*Wyodrębniony tekst:*
Nasza Loteria SR - pasek na kartach artykułów

Protest przed urzędem. W spółdzielni awantura

Krzysztof Jankowski
Petycję przygotowaliśmy na podstawie wniosków, które przez miesiąc zbieraliśmy od mieszkańców Hajnówki - mówili organizatorzy pikiety przed hajnowskim magistratem. Na zdj. Małgorzata Szczerbakow ze Społecznego Komitetu Mieszkańców wręcza petycję burmistrzowi Hajnówki Jerzemu Sirakowi.
Petycję przygotowaliśmy na podstawie wniosków, które przez miesiąc zbieraliśmy od mieszkańców Hajnówki - mówili organizatorzy pikiety przed hajnowskim magistratem. Na zdj. Małgorzata Szczerbakow ze Społecznego Komitetu Mieszkańców wręcza petycję burmistrzowi Hajnówki Jerzemu Sirakowi. Krzysztof Jankowski
Wielką kłótnią i rękoczynami zakończyła się manifestacja mieszkańców Hajnówki W trakcie pikiety przed urzędem miasta było jeszcze spokojnie. Choć wyły syreny i rozbrzmiewały okrzyki, to spotkanie z burmistrzem chwilowo uspokoiło emocje. Później jednak protestujący przemaszerowali na walne zebranie członków Spółdzielni Mieszkaniowej w Hajnówce, gdzie doszło do kłótni i przepychanek.

Protest pod magistratem zorganizowano pod hasłem "S.O.S. dla Hajnówki". Zgromadził on ponad 200 osób.

- Przez miesiąc przyjmowaliśmy uwagi mieszkańców, które umieściliśmy w naszej petycji do burmistrza - podkreślił współorganizator akcji Karol Nieciecki z Komitetu Społecznego Mieszkańców Spółdzielni Mieszkaniowej w Hajnówce. - Prośby i zarzuty dotyczą nie tylko obecnych władz miasta, ale i poprzednich. Jednak to obecny burmistrz musi dziś wypić to piwo.

W swej petycji protestujący zawarli uwagi o dotyczące m.in.: zdobywania funduszy unijnych, miejskich, lokalnych podatków, planów prywatyzacji szpitala czy rzetelnego informowania mieszkańców o sytuacji w mieście.

*Ćwiczenie pisemne A:* Wypisz imiona i nazwiska wszystkich osób wymienionych w tekście o proteście w Hajnówce. Podaj je w mianowniku.
*Ćwiczenie pisemne B:* Przełóż na język angielski to zdanie z tekstu o proteście w Hajnówce: „Protest pod magistratem zorganizowano pod hasłem »S.O.S. dla Hajnówki«.”
*Ćwiczenie pisemne C:* Przytocz dosłownie fragment tekstu o proteście w Hajnówce, zaczynając od słów „W swej petycji” i kończąc na słowach „sytuacji w mieście.”.

Zapisane wpisy danych
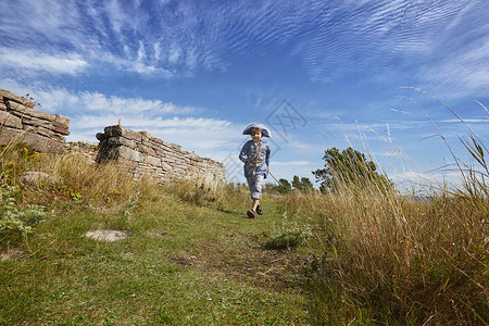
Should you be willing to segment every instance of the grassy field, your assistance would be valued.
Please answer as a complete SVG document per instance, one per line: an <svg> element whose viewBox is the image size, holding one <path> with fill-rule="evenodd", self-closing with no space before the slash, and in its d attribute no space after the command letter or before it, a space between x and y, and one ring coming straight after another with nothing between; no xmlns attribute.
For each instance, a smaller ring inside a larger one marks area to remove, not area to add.
<svg viewBox="0 0 489 326"><path fill-rule="evenodd" d="M484 160L484 156L482 156ZM2 325L487 325L487 185L265 195L3 149ZM28 171L51 179L25 186ZM85 237L122 230L125 240ZM10 254L10 259L7 256Z"/></svg>

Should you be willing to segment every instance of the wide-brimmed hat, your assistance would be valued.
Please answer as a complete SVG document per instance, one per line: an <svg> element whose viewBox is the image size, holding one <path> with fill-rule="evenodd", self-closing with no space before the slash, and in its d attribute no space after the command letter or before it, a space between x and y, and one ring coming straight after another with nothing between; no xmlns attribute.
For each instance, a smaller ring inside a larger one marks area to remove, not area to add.
<svg viewBox="0 0 489 326"><path fill-rule="evenodd" d="M263 137L272 137L272 131L264 124L258 123L251 123L248 126L246 126L244 129L242 130L242 135L251 135L251 130L255 128L262 130Z"/></svg>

*Pełna odpowiedź A:*
Krzysztof Jankowski
Małgorzata Szczerbakow
Jerzy Sirak
Karol Nieciecki

*Pełna odpowiedź B:* The protest outside the town hall was organized under the slogan "S.O.S. for Hajnówka."

*Pełna odpowiedź C:*
W swej petycji protestujący zawarli uwagi o dotyczące m.in.: zdobywania funduszy unijnych, miejskich, lokalnych podatków, planów prywatyzacji szpitala czy rzetelnego informowania mieszkańców o sytuacji w mieście.